## BRIEF
Retype all of the data below without changing anything, and leave the pictures out of your copy.

Shape annotation entries:
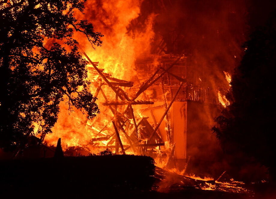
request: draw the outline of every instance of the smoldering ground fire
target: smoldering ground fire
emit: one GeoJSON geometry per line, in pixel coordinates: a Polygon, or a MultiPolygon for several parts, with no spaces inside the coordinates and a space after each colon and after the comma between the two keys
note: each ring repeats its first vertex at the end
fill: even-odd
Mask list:
{"type": "Polygon", "coordinates": [[[231,76],[248,37],[247,3],[87,1],[85,15],[74,14],[104,35],[102,46],[94,49],[79,32],[73,37],[88,61],[86,80],[100,112],[88,119],[79,110],[68,109],[65,96],[52,133],[37,133],[40,124],[34,124],[43,149],[23,154],[52,156],[61,138],[65,156],[109,149],[105,152],[152,157],[160,192],[189,185],[253,195],[226,171],[231,166],[221,160],[223,150],[210,129],[231,103],[231,76]]]}

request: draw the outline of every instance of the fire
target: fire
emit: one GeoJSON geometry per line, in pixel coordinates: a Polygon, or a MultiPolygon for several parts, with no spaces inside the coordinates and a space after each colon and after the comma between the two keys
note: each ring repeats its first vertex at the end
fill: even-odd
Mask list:
{"type": "MultiPolygon", "coordinates": [[[[141,54],[149,52],[151,42],[154,35],[152,25],[155,16],[152,15],[149,17],[147,25],[142,31],[130,33],[128,26],[130,22],[139,15],[141,1],[102,1],[101,9],[96,7],[99,5],[96,3],[86,2],[85,12],[87,13],[85,17],[89,19],[96,28],[95,31],[100,31],[105,35],[102,39],[103,46],[95,50],[82,35],[77,33],[75,36],[76,39],[81,44],[80,47],[89,58],[93,61],[97,62],[97,67],[104,69],[103,72],[120,79],[128,81],[137,79],[134,62],[141,54]],[[91,13],[91,10],[96,12],[91,13]]],[[[87,65],[87,69],[88,79],[92,82],[91,91],[94,95],[97,93],[97,102],[100,113],[96,118],[87,120],[85,115],[80,111],[74,109],[73,112],[68,111],[67,105],[63,103],[61,105],[58,121],[53,128],[53,133],[47,135],[45,137],[44,141],[47,144],[55,145],[58,138],[62,138],[64,149],[77,146],[93,152],[95,149],[92,146],[92,139],[99,136],[104,137],[110,135],[106,130],[100,132],[105,126],[110,127],[109,123],[113,116],[108,107],[101,103],[106,101],[103,94],[111,101],[115,100],[116,95],[107,85],[101,87],[102,91],[97,91],[99,84],[104,84],[104,81],[98,74],[95,73],[91,64],[87,65]]],[[[142,113],[137,110],[135,110],[134,112],[135,115],[142,117],[142,113]]],[[[133,123],[133,121],[131,122],[133,123]]],[[[127,144],[127,141],[123,137],[123,144],[127,144]]],[[[108,141],[97,142],[105,146],[108,141]]]]}
{"type": "Polygon", "coordinates": [[[217,91],[217,97],[220,102],[224,107],[226,107],[230,104],[230,102],[226,98],[225,96],[223,96],[219,91],[217,91]]]}
{"type": "Polygon", "coordinates": [[[225,75],[225,79],[226,79],[226,80],[227,80],[227,82],[229,84],[229,86],[231,86],[231,85],[230,84],[230,82],[231,82],[231,76],[230,75],[229,73],[226,72],[225,71],[223,71],[223,73],[224,73],[224,75],[225,75]]]}
{"type": "MultiPolygon", "coordinates": [[[[231,82],[231,76],[227,72],[223,71],[223,73],[225,75],[225,79],[227,81],[229,86],[231,86],[231,84],[230,84],[231,82]]],[[[217,91],[217,97],[218,98],[219,101],[220,102],[224,107],[226,107],[227,106],[230,104],[230,102],[226,98],[225,95],[222,95],[220,93],[220,91],[217,91]]]]}

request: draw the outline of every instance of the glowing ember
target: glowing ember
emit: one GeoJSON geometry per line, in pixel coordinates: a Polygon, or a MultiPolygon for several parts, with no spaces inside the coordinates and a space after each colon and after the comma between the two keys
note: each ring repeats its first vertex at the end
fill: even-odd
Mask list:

## EXPECTED ANSWER
request: draw the outline of every instance of the smoldering ground fire
target: smoldering ground fire
emit: one GeoJSON geometry per line, in pixel coordinates: a Polygon, or a MultiPolygon for several parts, with no spaces inside the coordinates and a space after each colon and after the comma between the two keys
note: each ring repeats its first vertex at the end
fill: even-odd
Mask list:
{"type": "Polygon", "coordinates": [[[231,76],[248,37],[247,3],[87,1],[85,15],[74,14],[104,35],[102,46],[94,49],[79,32],[73,37],[88,61],[86,80],[100,112],[88,119],[79,110],[68,109],[65,96],[52,133],[37,133],[40,124],[34,124],[43,149],[23,154],[52,156],[61,138],[65,156],[109,149],[105,152],[152,157],[160,192],[189,185],[253,195],[226,171],[231,166],[221,160],[223,150],[210,129],[231,103],[231,76]]]}

request: draw the outline of every instance of the fire
target: fire
emit: one GeoJSON geometry per line, in pixel coordinates: a Polygon, or a MultiPolygon for several parts, with no spaces inside the coordinates and a space after each colon and after the comma between the two keys
note: each ring repeats its first vertex at the end
fill: even-odd
Mask list:
{"type": "MultiPolygon", "coordinates": [[[[141,54],[149,52],[151,42],[154,35],[152,25],[155,16],[152,15],[149,17],[147,25],[142,31],[130,33],[128,26],[130,22],[139,15],[141,1],[102,1],[101,9],[96,7],[99,5],[96,3],[86,2],[85,12],[87,13],[85,17],[89,19],[96,28],[95,31],[100,31],[105,35],[102,39],[103,46],[95,50],[82,35],[77,33],[75,36],[76,39],[81,44],[80,47],[89,58],[93,61],[97,62],[97,67],[104,69],[103,72],[120,79],[128,81],[137,79],[134,62],[141,54]],[[91,13],[91,10],[96,12],[91,13]]],[[[87,65],[87,69],[88,79],[92,82],[91,91],[94,95],[97,93],[97,102],[100,113],[96,118],[87,120],[85,115],[80,111],[74,109],[73,112],[68,111],[67,105],[63,103],[61,105],[58,121],[53,128],[53,133],[47,135],[45,137],[44,141],[47,144],[55,145],[58,138],[62,138],[64,149],[77,146],[93,152],[95,149],[92,146],[92,139],[99,136],[104,137],[110,135],[106,130],[100,132],[105,126],[110,127],[109,123],[113,116],[108,107],[101,103],[106,101],[103,94],[111,101],[115,100],[116,95],[107,85],[101,87],[102,91],[97,91],[99,84],[104,84],[104,81],[98,74],[95,73],[91,64],[87,65]]],[[[142,113],[137,110],[135,110],[134,112],[135,115],[142,117],[142,113]]],[[[133,123],[133,121],[131,122],[133,123]]],[[[127,144],[127,141],[123,137],[123,144],[127,144]]],[[[108,141],[97,142],[105,146],[108,141]]]]}
{"type": "Polygon", "coordinates": [[[217,91],[217,97],[220,102],[224,107],[226,107],[230,104],[230,102],[226,98],[225,96],[223,96],[219,91],[217,91]]]}
{"type": "Polygon", "coordinates": [[[225,75],[225,79],[226,79],[226,80],[227,80],[227,82],[229,84],[229,86],[231,86],[231,85],[230,84],[230,82],[231,82],[231,76],[230,75],[229,73],[226,72],[225,71],[223,71],[223,73],[224,73],[224,75],[225,75]]]}
{"type": "MultiPolygon", "coordinates": [[[[231,82],[231,76],[227,72],[223,71],[223,73],[225,75],[225,79],[227,81],[229,86],[231,86],[231,84],[230,84],[231,82]]],[[[217,91],[217,97],[218,98],[219,101],[220,102],[224,107],[226,107],[227,106],[230,104],[230,102],[226,98],[225,95],[222,95],[220,93],[220,91],[217,91]]]]}

request: draw the outline of every instance of the glowing ember
target: glowing ember
emit: one GeoJSON geometry per line, in pixel coordinates: a Polygon, or a MultiPolygon for several parts, with no spaces inside the coordinates and a space after each colon and after the comma between the two keys
note: each ring repeats its first vertex at the end
fill: even-odd
Mask list:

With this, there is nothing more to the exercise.